_Problem statement_.
Pull every line of the data below out unchanged, omitting the pictures.

(Image object location entries)
════════════════
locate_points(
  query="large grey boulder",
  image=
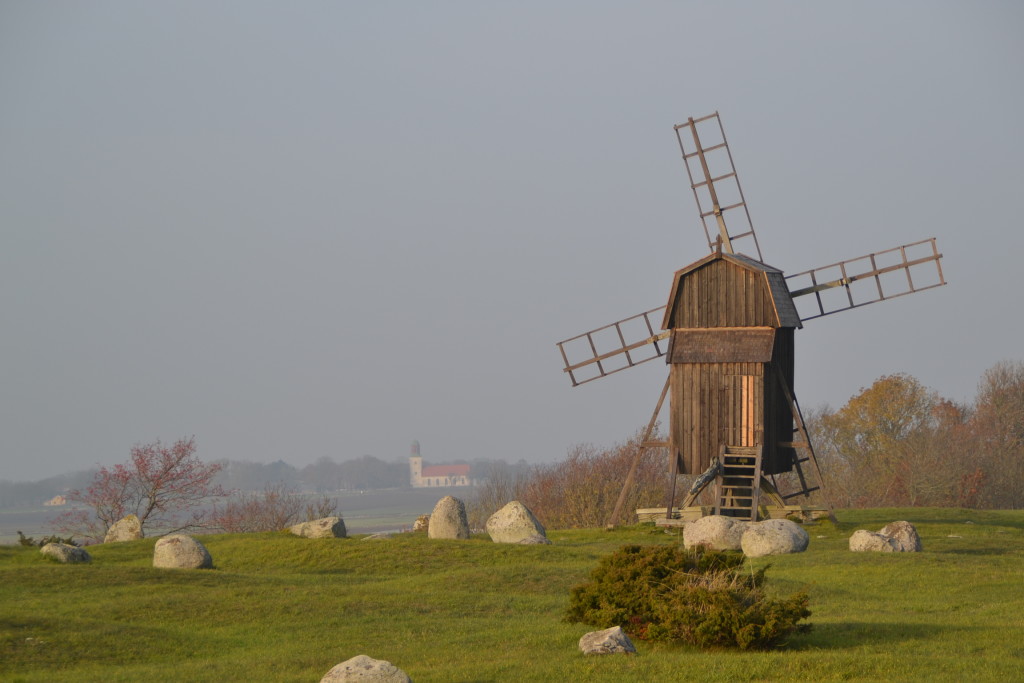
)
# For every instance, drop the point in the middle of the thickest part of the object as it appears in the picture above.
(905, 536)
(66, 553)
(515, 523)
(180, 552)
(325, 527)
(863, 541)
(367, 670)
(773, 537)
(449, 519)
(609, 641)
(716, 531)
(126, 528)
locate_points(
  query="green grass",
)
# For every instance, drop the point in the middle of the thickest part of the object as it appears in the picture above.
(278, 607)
════════════════
_Expected answer_.
locate_points(
  query="large grey boulder",
  image=
)
# For every instance, drop the point in the middle of the thickest part of the object as it appears in the picture above.
(905, 536)
(66, 553)
(515, 523)
(180, 552)
(325, 527)
(863, 541)
(367, 670)
(773, 537)
(449, 519)
(609, 641)
(716, 531)
(126, 528)
locate_points(
  query="green grass",
)
# For every instance, drop the point in the middle of the thickest part of the object as it appears in the picture above.
(278, 607)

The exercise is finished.